:: Items ::

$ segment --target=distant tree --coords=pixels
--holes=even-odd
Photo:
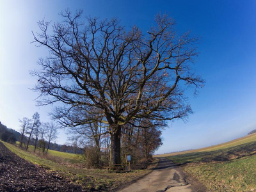
[[[53,123],[47,123],[45,125],[47,127],[46,139],[48,141],[47,148],[46,150],[47,154],[48,152],[51,142],[55,140],[58,138],[58,127]]]
[[[46,153],[46,147],[47,143],[44,140],[40,140],[38,141],[39,154],[41,154],[41,150],[44,154]]]
[[[26,150],[28,150],[28,145],[29,145],[30,139],[31,138],[32,134],[35,129],[37,129],[40,125],[40,115],[39,113],[36,112],[32,116],[32,120],[29,124],[29,126],[28,127],[28,133],[29,134],[29,137],[27,143],[27,147]]]
[[[39,140],[39,141],[40,141],[40,142],[38,143],[39,153],[41,152],[41,148],[44,145],[44,143],[45,141],[44,137],[45,137],[47,131],[47,125],[45,125],[45,123],[42,124],[41,126],[40,127],[40,129],[39,129],[39,137],[40,138],[40,139]],[[44,148],[45,148],[45,147],[44,147]],[[44,152],[44,148],[42,148],[42,149],[43,149],[43,152]]]
[[[152,125],[148,129],[141,129],[140,143],[145,158],[148,159],[150,155],[163,145],[161,133],[161,131],[157,126]]]
[[[10,131],[4,131],[0,136],[1,139],[4,142],[8,142],[12,144],[15,143],[16,142],[15,136],[13,133]]]
[[[36,125],[36,126],[35,126],[35,148],[34,148],[34,152],[36,152],[36,144],[37,144],[37,141],[38,140],[38,136],[39,136],[39,134],[41,131],[42,127],[41,127],[41,122],[39,121],[39,122],[38,122],[38,124]]]
[[[30,120],[26,117],[23,118],[22,120],[19,120],[20,125],[20,147],[22,147],[23,139],[25,136],[25,133],[27,131],[27,128],[30,124]]]
[[[42,70],[31,72],[38,79],[35,90],[40,93],[39,105],[63,104],[53,116],[66,126],[108,125],[110,163],[118,164],[124,125],[141,118],[184,118],[191,112],[184,90],[204,84],[191,68],[198,39],[179,36],[166,15],[156,16],[143,34],[137,27],[121,27],[117,19],[81,20],[81,14],[61,13],[63,21],[52,26],[51,34],[49,22],[38,22],[42,33],[35,42],[51,56],[40,59]],[[76,118],[77,111],[86,115]]]

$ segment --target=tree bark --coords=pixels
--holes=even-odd
[[[109,164],[121,164],[121,127],[111,134]]]

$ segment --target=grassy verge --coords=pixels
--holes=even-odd
[[[33,153],[24,151],[13,145],[3,143],[11,151],[20,157],[46,168],[49,171],[56,171],[67,177],[72,182],[81,184],[88,189],[110,190],[116,189],[141,178],[151,172],[150,170],[138,170],[131,172],[118,173],[108,173],[107,170],[100,169],[87,170],[74,166],[72,164],[63,164],[58,161],[44,158]],[[65,158],[65,156],[64,156]]]
[[[209,191],[256,191],[256,135],[168,156]]]

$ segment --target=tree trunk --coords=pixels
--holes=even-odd
[[[34,152],[36,152],[36,143],[37,143],[37,136],[36,136],[36,141],[35,141],[35,149],[34,149]]]
[[[116,129],[111,135],[109,164],[121,164],[121,127]]]
[[[26,148],[26,150],[28,150],[28,145],[29,145],[30,138],[31,138],[31,134],[32,134],[32,131],[33,131],[33,129],[31,129],[31,132],[30,132],[30,134],[29,134],[29,137],[28,138],[28,143],[27,143],[27,147]]]
[[[20,136],[20,147],[22,147],[23,135],[24,135],[24,133],[22,132],[22,134]]]
[[[47,149],[46,150],[46,154],[48,152],[49,147],[50,147],[51,140],[49,140]]]

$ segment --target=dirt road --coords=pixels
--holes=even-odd
[[[181,170],[170,160],[160,157],[159,165],[152,173],[119,191],[192,191]]]
[[[25,161],[0,142],[0,191],[83,191],[57,173]]]

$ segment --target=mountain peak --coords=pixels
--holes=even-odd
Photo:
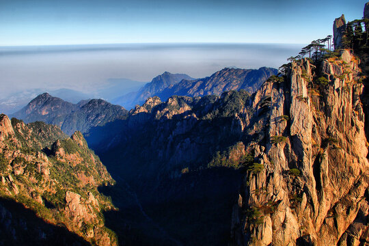
[[[37,96],[31,102],[32,102],[33,100],[36,100],[36,101],[44,100],[46,100],[46,99],[48,99],[48,98],[52,98],[52,97],[53,97],[53,96],[50,95],[49,93],[44,92],[44,93],[42,93],[42,94]]]

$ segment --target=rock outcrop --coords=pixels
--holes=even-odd
[[[83,100],[78,104],[72,104],[44,93],[11,116],[26,123],[42,121],[54,124],[60,127],[66,134],[71,135],[76,131],[84,133],[92,127],[124,119],[128,111],[122,107],[113,105],[102,99]]]
[[[259,69],[226,68],[211,76],[195,80],[184,79],[168,87],[155,95],[166,100],[174,95],[203,96],[221,95],[230,90],[245,90],[251,94],[271,76],[275,75],[275,68],[262,67]]]
[[[182,79],[194,79],[184,74],[172,74],[165,72],[156,76],[151,82],[146,83],[138,92],[131,92],[113,100],[114,103],[132,108],[136,105],[141,105],[149,97],[152,97],[161,92],[165,88],[171,87]]]
[[[334,49],[340,49],[342,47],[342,41],[344,32],[346,29],[346,20],[344,15],[337,18],[333,22],[333,45]]]
[[[25,241],[36,231],[42,236],[35,235],[31,245],[63,237],[59,245],[117,245],[102,215],[113,206],[98,191],[113,180],[81,133],[68,138],[57,126],[25,124],[5,115],[0,115],[0,221],[8,234],[5,242],[29,245]],[[14,208],[19,206],[29,215],[18,215]]]
[[[348,51],[315,66],[294,62],[284,82],[260,90],[271,102],[267,141],[246,145],[257,164],[234,206],[232,245],[369,242],[360,69]]]

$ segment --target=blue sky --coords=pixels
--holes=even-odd
[[[0,46],[136,42],[305,44],[366,0],[0,0]]]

:::

→ Set task: Give the data above as a Markdown table with the columns Row and Content, one nonblank line per row, numbered in order. Leave the pictures out.

→ Result of the exercise:
| Row | Content |
|---|---|
| 1 | $ segment --target=distant tree --coords=pixels |
| 2 | --holes=even-odd |
| 3 | Photo: |
| 4 | [[[53,123],[47,123],[45,125],[47,127],[46,139],[48,141],[47,148],[46,150],[47,154],[48,152],[51,142],[55,140],[58,138],[58,127]]] |
| 5 | [[[46,153],[46,147],[47,143],[44,140],[40,140],[38,141],[39,154],[41,154],[41,150],[44,154]]] |
| 6 | [[[26,150],[28,150],[28,145],[29,145],[30,139],[31,138],[32,134],[35,129],[37,129],[40,125],[40,115],[39,113],[36,112],[32,116],[32,120],[29,124],[29,126],[28,127],[28,133],[29,134],[29,137],[27,143],[27,147]]] |
| 7 | [[[39,140],[39,141],[40,141],[40,142],[38,143],[39,153],[41,152],[41,148],[44,145],[44,143],[45,141],[44,137],[45,137],[47,131],[47,125],[45,125],[45,123],[42,124],[41,126],[40,127],[40,129],[39,129],[39,137],[40,138],[40,139]],[[44,148],[45,148],[45,147],[44,147]],[[44,152],[44,148],[42,148],[42,149],[43,149],[43,152]]] |
| 8 | [[[152,125],[148,129],[141,129],[140,143],[145,158],[148,159],[150,155],[163,145],[161,133],[161,131],[157,126]]] |
| 9 | [[[10,131],[4,131],[0,136],[1,139],[4,142],[8,142],[12,144],[15,143],[16,142],[15,136],[13,133]]] |
| 10 | [[[36,125],[36,126],[35,126],[35,148],[34,148],[34,152],[36,152],[36,144],[37,144],[37,141],[38,140],[38,136],[39,136],[39,134],[41,131],[42,127],[41,127],[41,122],[39,121],[39,122],[38,122],[38,124]]] |
| 11 | [[[30,120],[26,117],[23,118],[22,120],[19,120],[20,125],[20,147],[22,147],[23,139],[25,136],[25,133],[27,131],[27,128],[30,124]]] |
| 12 | [[[42,70],[31,72],[38,79],[35,90],[40,93],[39,105],[63,104],[53,116],[66,126],[108,125],[110,163],[118,164],[124,125],[141,118],[184,118],[191,112],[184,90],[204,84],[191,68],[198,39],[179,36],[166,15],[156,16],[143,34],[137,27],[121,27],[117,19],[81,20],[81,14],[61,13],[63,21],[52,26],[51,34],[49,22],[38,22],[42,33],[35,42],[51,56],[40,59]],[[76,118],[77,111],[86,115]]] |
| 13 | $ segment --target=tree bark --coords=pixels |
| 14 | --holes=even-odd |
| 15 | [[[109,164],[121,164],[121,127],[111,134]]] |
| 16 | $ segment --target=grassy verge --coords=pixels |
| 17 | --holes=even-odd |
| 18 | [[[33,153],[24,151],[13,145],[3,143],[11,151],[20,157],[46,168],[49,171],[56,171],[67,177],[72,182],[81,184],[88,189],[110,190],[116,189],[141,178],[151,172],[150,170],[138,170],[131,172],[118,173],[108,173],[107,170],[100,169],[87,170],[74,166],[72,164],[63,164],[58,161],[44,158]],[[65,158],[65,156],[64,156]]] |
| 19 | [[[209,191],[256,191],[256,135],[168,156]]] |
| 20 | $ segment --target=tree trunk --coords=pixels |
| 21 | --holes=even-odd |
| 22 | [[[34,152],[36,152],[36,143],[37,143],[37,136],[36,136],[36,141],[35,141],[35,149],[34,149]]] |
| 23 | [[[116,129],[111,135],[109,164],[121,164],[121,127]]] |
| 24 | [[[26,148],[26,150],[28,150],[28,145],[29,145],[30,138],[31,138],[31,134],[32,134],[32,131],[33,131],[33,129],[31,129],[31,132],[30,132],[30,134],[29,134],[29,137],[28,138],[28,143],[27,143],[27,147]]] |
| 25 | [[[20,136],[20,147],[22,147],[23,135],[24,135],[24,133],[22,132],[22,134]]] |
| 26 | [[[47,149],[46,150],[46,154],[48,152],[49,147],[50,147],[51,140],[49,140]]] |
| 27 | $ segment --target=dirt road --coords=pixels |
| 28 | --holes=even-odd |
| 29 | [[[181,170],[170,160],[160,157],[159,165],[152,173],[119,191],[192,191]]] |
| 30 | [[[25,161],[0,142],[0,191],[83,191],[57,173]]] |
| 31 | $ segment --target=mountain peak --coords=pixels |
| 32 | --holes=even-odd |
| 33 | Photo: |
| 34 | [[[37,96],[31,102],[32,102],[33,100],[36,100],[36,101],[44,100],[46,100],[46,99],[48,99],[48,98],[52,98],[52,97],[53,97],[53,96],[50,95],[49,93],[44,92],[44,93],[42,93],[42,94]]] |
| 35 | $ segment --target=rock outcrop --coords=pixels |
| 36 | --holes=even-odd |
| 37 | [[[83,100],[78,104],[72,104],[44,93],[11,116],[26,123],[42,121],[54,124],[60,127],[66,134],[71,135],[76,131],[84,133],[92,127],[124,119],[128,111],[122,107],[113,105],[102,99]]] |
| 38 | [[[259,69],[226,68],[211,76],[195,80],[184,79],[168,87],[155,95],[166,100],[174,95],[203,96],[221,95],[230,90],[245,90],[251,94],[271,76],[275,75],[275,68],[262,67]]] |
| 39 | [[[182,79],[194,79],[184,74],[172,74],[165,72],[156,76],[151,82],[146,83],[138,92],[131,92],[113,100],[114,103],[132,108],[136,105],[141,105],[149,97],[152,97],[161,92],[165,88],[171,87]]] |
| 40 | [[[334,49],[340,49],[342,47],[342,41],[344,32],[346,29],[346,20],[344,15],[337,18],[333,22],[333,45]]] |
| 41 | [[[25,241],[36,231],[42,236],[35,235],[31,245],[63,237],[59,245],[117,245],[102,215],[113,206],[98,191],[113,180],[81,133],[68,138],[57,126],[25,124],[5,115],[0,115],[0,221],[8,234],[5,242],[29,245]],[[14,208],[19,206],[29,215],[18,215]]] |
| 42 | [[[348,51],[315,66],[294,62],[284,82],[260,90],[271,102],[267,141],[246,145],[257,164],[234,206],[232,245],[369,242],[360,69]]] |
| 43 | $ segment --target=blue sky --coords=pixels |
| 44 | --holes=even-odd |
| 45 | [[[0,46],[136,42],[305,44],[366,0],[0,0]]] |